◆ Exercise brief:
In the material below, find the line with "Exercise. Point out every instance of the exhaust" and the line with "Exercise. Point out every instance of the rear wheel", then output those two lines and every line between them, exactly.

_ _ _

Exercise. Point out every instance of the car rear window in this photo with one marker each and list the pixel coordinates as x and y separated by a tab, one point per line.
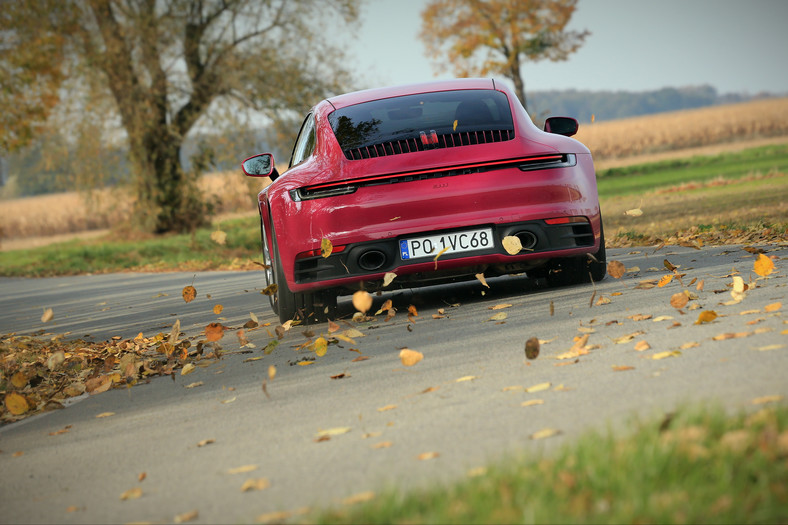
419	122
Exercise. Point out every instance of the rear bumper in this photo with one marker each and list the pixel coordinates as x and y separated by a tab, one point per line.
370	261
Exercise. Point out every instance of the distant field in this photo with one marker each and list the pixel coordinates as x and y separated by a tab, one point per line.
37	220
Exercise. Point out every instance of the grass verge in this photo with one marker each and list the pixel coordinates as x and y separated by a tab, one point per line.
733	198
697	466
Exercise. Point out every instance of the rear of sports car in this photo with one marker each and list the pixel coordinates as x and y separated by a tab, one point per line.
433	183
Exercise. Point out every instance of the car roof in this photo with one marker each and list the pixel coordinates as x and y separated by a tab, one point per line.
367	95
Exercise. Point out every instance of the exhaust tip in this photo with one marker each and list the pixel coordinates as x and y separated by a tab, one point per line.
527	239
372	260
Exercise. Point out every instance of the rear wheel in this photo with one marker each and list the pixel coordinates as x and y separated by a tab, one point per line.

_ _ _

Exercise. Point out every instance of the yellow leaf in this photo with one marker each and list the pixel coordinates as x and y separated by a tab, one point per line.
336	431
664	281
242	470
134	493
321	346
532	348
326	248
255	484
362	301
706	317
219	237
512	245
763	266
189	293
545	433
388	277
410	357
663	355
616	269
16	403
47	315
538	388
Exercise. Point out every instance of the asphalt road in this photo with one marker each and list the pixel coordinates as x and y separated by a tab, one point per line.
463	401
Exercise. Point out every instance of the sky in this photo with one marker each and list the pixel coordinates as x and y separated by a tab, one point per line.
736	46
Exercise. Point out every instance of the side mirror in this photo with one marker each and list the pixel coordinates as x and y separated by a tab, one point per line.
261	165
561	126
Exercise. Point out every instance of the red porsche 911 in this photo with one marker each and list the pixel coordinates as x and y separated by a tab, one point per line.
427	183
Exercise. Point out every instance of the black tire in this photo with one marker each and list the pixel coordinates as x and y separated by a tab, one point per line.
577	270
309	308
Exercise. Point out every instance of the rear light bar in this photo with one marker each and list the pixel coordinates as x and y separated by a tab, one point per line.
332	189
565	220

_ _ _

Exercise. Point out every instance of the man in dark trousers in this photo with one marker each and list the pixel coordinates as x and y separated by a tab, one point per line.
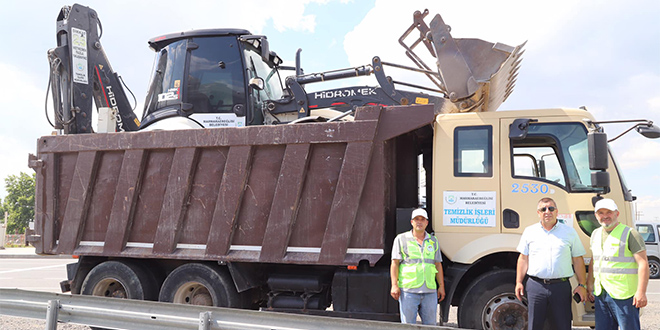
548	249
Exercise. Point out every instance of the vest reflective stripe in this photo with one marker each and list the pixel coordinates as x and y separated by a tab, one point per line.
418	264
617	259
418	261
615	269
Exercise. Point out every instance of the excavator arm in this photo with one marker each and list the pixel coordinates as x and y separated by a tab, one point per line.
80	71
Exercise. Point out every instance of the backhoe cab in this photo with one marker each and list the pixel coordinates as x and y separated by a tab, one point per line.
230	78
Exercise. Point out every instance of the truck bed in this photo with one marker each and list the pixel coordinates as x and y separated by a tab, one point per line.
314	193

_ _ _

◆ Result:
Exercise. Point out every instance of the exhaust tip in this photo with one marker each and list the pixel coordinates as x and y separated by a tab, one point per line.
527	239
372	260
Exercise. Point out every instance of the rear wheel in this photo with one marker each and list the pixel coordinates as x and y separated by a tab, one point per line.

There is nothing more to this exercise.